EXERCISE AIM: Each line of the data that includes the string "person" is to be copied out.

EXERCISE DATA:
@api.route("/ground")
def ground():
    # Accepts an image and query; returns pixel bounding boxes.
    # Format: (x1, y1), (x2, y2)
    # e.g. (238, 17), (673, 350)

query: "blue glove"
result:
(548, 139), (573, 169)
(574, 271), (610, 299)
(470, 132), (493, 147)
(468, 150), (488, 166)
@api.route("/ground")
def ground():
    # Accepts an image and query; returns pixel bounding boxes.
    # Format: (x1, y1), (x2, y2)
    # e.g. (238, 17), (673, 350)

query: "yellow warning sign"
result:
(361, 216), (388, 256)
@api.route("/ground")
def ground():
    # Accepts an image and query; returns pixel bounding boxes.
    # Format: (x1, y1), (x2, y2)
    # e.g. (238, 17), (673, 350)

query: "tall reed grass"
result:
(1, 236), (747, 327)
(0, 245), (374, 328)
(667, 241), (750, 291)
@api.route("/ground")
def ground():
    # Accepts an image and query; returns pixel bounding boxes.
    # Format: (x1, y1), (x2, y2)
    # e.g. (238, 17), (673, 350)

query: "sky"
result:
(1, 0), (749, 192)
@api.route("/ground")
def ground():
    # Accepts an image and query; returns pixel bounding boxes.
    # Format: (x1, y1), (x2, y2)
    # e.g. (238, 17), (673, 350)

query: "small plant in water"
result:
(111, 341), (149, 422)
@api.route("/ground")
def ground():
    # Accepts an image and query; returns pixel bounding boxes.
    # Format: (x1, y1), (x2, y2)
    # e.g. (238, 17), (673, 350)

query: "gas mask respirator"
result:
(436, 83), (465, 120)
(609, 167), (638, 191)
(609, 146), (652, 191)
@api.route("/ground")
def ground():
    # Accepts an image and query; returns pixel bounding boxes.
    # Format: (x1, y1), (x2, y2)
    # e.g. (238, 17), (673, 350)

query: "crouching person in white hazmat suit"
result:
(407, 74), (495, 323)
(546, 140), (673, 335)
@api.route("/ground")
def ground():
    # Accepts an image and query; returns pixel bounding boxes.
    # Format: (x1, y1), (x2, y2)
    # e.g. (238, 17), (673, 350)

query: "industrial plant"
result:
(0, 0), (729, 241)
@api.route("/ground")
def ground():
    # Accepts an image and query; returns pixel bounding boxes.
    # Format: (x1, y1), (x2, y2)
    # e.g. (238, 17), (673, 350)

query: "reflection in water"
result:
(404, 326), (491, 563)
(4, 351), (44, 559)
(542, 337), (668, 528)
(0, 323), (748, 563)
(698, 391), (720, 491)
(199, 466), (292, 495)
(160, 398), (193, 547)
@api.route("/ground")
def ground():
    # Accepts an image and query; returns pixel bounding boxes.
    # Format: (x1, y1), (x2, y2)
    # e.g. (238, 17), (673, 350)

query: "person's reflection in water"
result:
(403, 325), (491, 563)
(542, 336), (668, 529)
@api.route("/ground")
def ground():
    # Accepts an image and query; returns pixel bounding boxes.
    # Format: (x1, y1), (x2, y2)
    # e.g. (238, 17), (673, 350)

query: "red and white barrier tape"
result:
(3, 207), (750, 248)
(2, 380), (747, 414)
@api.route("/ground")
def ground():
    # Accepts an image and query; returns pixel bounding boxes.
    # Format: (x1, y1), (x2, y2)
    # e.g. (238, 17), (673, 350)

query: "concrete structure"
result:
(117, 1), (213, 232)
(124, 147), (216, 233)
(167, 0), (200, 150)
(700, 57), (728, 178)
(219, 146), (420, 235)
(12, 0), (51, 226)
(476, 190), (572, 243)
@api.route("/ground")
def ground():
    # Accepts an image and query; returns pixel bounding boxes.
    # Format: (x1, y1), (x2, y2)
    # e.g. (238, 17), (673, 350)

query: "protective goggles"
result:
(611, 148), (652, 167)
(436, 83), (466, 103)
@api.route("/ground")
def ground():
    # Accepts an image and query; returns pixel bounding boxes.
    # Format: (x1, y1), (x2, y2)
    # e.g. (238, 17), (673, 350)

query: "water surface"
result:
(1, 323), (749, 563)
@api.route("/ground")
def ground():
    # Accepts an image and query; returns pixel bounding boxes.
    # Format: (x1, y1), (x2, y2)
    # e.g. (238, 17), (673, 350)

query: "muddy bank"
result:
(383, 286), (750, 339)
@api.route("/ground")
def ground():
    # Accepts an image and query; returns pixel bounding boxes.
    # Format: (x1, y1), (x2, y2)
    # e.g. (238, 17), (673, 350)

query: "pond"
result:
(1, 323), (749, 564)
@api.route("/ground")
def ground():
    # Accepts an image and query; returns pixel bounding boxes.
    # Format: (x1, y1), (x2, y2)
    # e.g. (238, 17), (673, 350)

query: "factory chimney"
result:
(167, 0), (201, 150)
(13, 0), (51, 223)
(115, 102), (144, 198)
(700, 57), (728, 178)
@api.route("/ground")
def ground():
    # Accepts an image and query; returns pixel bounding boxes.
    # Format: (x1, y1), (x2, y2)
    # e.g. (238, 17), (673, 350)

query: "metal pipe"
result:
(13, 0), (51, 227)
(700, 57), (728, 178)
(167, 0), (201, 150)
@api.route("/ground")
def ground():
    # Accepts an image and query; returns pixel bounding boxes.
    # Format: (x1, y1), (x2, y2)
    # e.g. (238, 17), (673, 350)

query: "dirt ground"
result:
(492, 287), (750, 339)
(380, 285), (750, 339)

OUTPUT BELOW:
query: "crouching person in white hazmat suit"
query: "person's reflection in water"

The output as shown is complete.